* _WHAT IS REQUIRED_
Each record below needs to be reproduced precisely, though not its pictures.

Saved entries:
######

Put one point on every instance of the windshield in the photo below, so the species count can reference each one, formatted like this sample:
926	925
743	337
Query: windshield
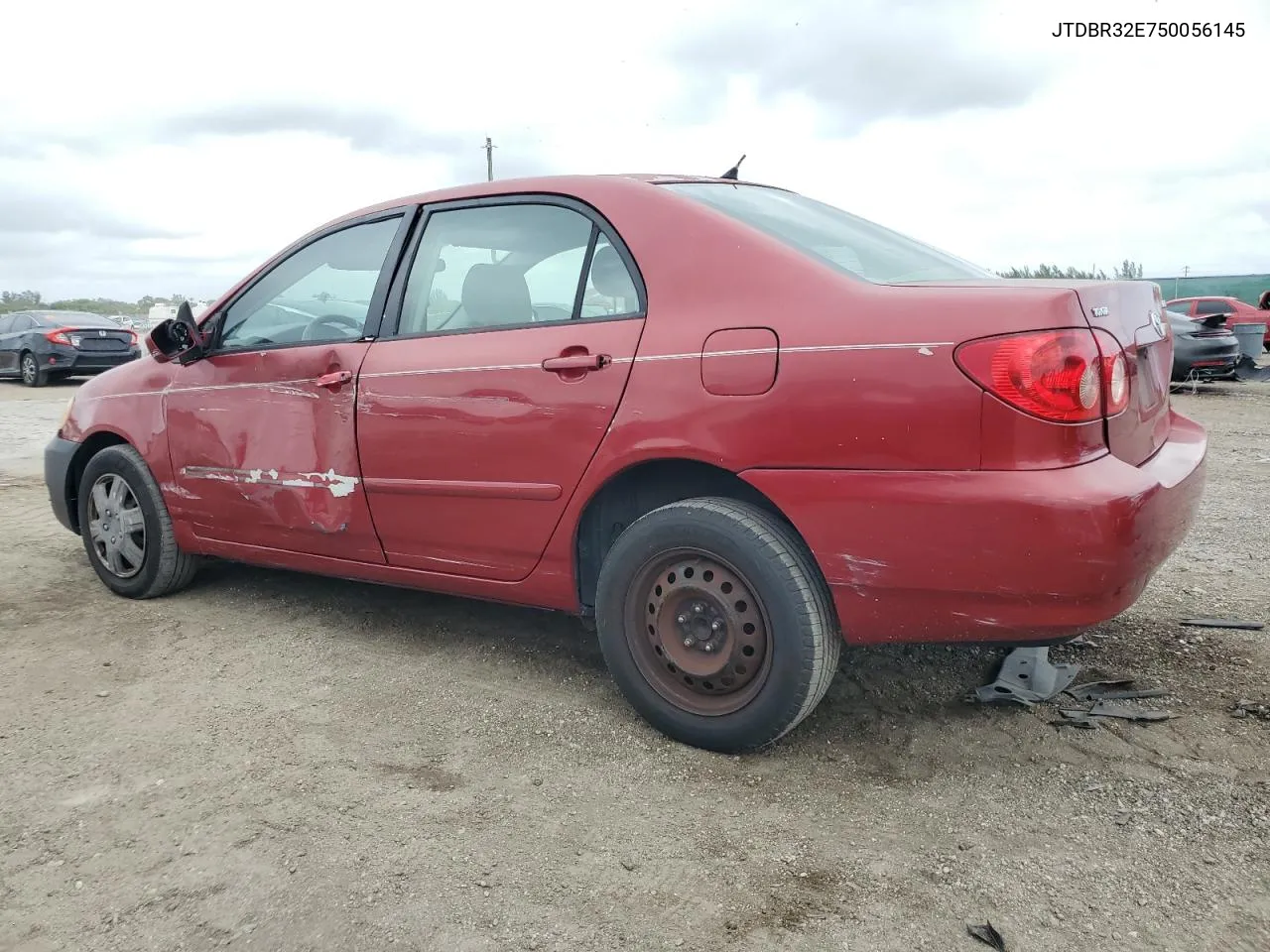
852	245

######

* _RESPONSE_
Put one point on every instance of the windshield in the photo below, so the species count can reference each one, formatted like this sample:
926	925
743	337
Query: windshield
852	245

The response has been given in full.